▶ _Given task_
Copy the records from the line with "Check that each instance of the white door" through the end of the records, substituting "painted door" for "white door" and keeping everything else the same.

▶ _Records_
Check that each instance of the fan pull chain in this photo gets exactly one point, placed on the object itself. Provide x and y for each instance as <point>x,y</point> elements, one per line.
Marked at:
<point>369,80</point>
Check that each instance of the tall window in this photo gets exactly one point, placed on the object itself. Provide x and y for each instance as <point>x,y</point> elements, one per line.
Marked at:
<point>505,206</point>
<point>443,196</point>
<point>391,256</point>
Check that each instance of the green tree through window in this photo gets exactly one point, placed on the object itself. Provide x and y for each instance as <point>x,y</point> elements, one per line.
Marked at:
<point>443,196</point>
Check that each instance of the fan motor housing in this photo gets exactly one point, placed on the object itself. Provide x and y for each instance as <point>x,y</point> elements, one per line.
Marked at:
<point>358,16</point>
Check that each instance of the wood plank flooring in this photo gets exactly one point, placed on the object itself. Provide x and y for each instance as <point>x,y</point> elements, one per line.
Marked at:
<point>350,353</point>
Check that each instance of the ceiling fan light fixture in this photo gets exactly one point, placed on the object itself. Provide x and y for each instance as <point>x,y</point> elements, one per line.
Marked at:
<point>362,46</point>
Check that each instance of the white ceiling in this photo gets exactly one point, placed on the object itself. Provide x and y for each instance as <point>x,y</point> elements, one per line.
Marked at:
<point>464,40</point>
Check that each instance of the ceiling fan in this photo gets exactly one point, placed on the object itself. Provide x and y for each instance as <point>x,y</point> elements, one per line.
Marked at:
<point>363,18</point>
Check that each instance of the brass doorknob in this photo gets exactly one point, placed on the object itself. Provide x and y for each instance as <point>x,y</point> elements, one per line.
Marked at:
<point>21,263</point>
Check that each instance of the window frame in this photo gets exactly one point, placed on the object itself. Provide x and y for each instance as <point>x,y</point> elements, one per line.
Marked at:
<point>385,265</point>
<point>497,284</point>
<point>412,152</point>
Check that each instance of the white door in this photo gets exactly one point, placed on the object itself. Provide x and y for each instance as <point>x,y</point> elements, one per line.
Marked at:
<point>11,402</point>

▶ _Full solution_
Check that each instance of the painted door in this photo gets exactly one point, placed on the object itself. Provide x and y for each instance as <point>x,y</point> elements, one per line.
Marked at:
<point>11,402</point>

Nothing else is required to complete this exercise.